Items from a data source:

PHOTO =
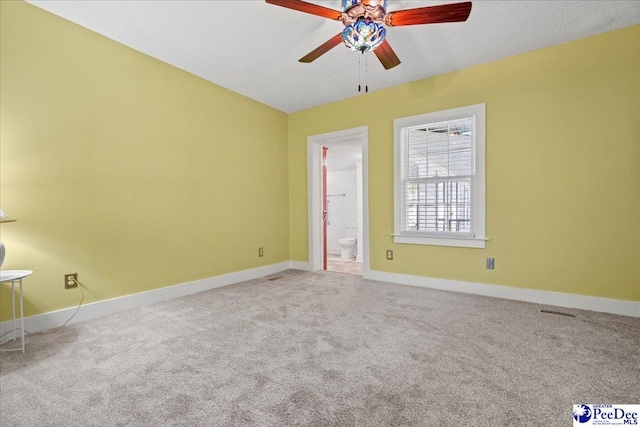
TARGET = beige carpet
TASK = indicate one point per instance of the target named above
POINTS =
(323, 349)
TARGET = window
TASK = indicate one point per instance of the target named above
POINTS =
(439, 178)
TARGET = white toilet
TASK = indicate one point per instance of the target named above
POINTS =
(348, 244)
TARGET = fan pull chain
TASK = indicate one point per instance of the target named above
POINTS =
(359, 75)
(366, 74)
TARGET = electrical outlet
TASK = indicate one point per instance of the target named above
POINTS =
(71, 280)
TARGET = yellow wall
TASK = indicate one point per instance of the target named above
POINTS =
(126, 170)
(563, 175)
(138, 175)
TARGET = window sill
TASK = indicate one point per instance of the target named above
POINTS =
(475, 242)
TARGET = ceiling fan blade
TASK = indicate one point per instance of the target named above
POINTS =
(455, 12)
(313, 9)
(386, 55)
(322, 49)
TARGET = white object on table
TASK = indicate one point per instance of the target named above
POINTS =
(13, 276)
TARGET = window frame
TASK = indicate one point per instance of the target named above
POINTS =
(478, 240)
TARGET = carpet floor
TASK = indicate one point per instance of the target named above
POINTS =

## Task directions
Starting at the first line of the data, set down each line exactly until you have copied the line with "TARGET = white toilet", but leave the pictures out.

## Task answer
PHOTO =
TARGET = beige carpet
TASK = indicate one point per instance of the target named above
POINTS =
(323, 349)
TARGET = window
TASK = indicate one point per instance of the target named above
POINTS =
(439, 178)
TARGET = white toilet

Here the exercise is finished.